** Opening Exercise data block **
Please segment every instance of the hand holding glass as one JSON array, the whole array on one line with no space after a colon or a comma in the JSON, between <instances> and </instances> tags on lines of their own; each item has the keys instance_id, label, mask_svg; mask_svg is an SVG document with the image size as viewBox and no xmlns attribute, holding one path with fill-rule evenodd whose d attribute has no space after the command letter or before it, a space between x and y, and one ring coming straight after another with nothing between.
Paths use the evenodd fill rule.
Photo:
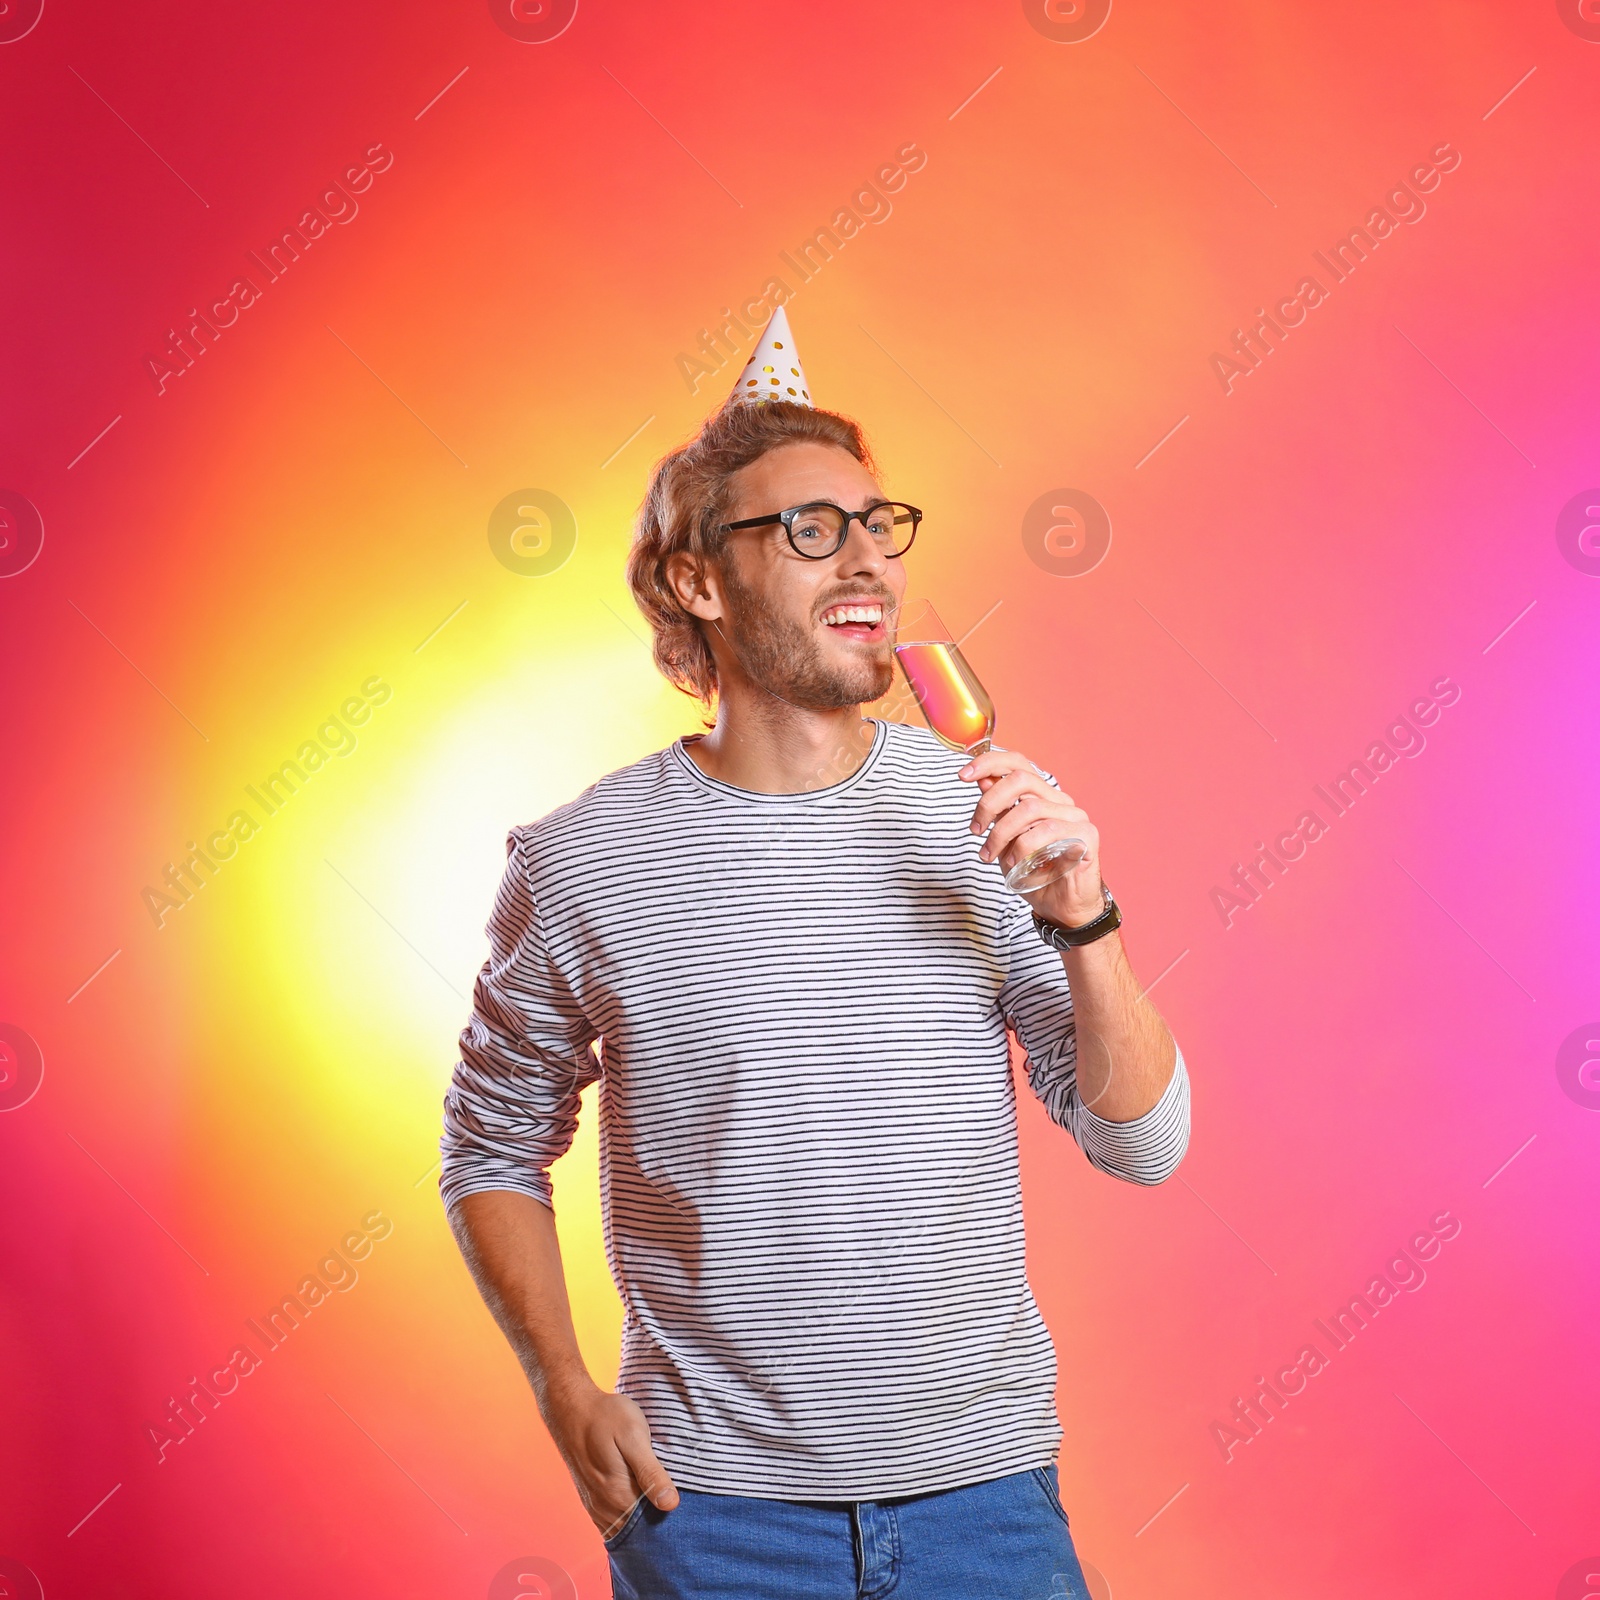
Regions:
<instances>
[{"instance_id":1,"label":"hand holding glass","mask_svg":"<svg viewBox=\"0 0 1600 1600\"><path fill-rule=\"evenodd\" d=\"M894 653L939 739L969 756L988 750L994 734L994 702L927 601L901 607ZM1066 877L1087 853L1082 839L1054 839L1011 867L1005 885L1018 894L1032 894Z\"/></svg>"}]
</instances>

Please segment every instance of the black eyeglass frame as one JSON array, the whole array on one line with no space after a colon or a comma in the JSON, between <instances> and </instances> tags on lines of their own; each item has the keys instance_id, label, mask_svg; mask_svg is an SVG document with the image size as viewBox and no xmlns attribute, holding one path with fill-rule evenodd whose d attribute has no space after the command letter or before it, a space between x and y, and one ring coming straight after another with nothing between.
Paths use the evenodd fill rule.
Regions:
** Closing Exercise data block **
Exercise goal: What you return should be the full listing, unchanged, minus the pictures.

Written response:
Please segment every instance of the hand holding glass as one JSON array, the whole array on one line with no space after a colon or a comma in the JSON, between <instances> and </instances> tags on lines of their own; each item has the keys instance_id, label, mask_svg; mask_svg is an SVG document with the image size as viewBox and no xmlns attribute, holding one path with fill-rule evenodd whose d attribute has no space after the command letter or before it, a space between x and y, and one ring coming straight after another with nothing between.
Paths use the evenodd fill rule.
Photo:
Regions:
<instances>
[{"instance_id":1,"label":"hand holding glass","mask_svg":"<svg viewBox=\"0 0 1600 1600\"><path fill-rule=\"evenodd\" d=\"M894 653L939 739L969 756L988 750L994 734L994 702L927 601L901 607ZM1066 877L1087 853L1082 839L1054 839L1011 867L1005 885L1018 894L1032 894Z\"/></svg>"}]
</instances>

Please segment every instance of the black eyeglass frame as one JSON array, the whole array on one line with no space after a colon or a comma in the JSON, between <instances> and </instances> tags on lines of their own; each item has the keys instance_id, label, mask_svg; mask_svg is an SVG document with the image size as viewBox and no xmlns attribute, holding one path with fill-rule evenodd whose d attribute has no space after the command letter or before it, a space between x and y, and one ring coming straight after another with nothing between.
Paths use the evenodd fill rule.
Regions:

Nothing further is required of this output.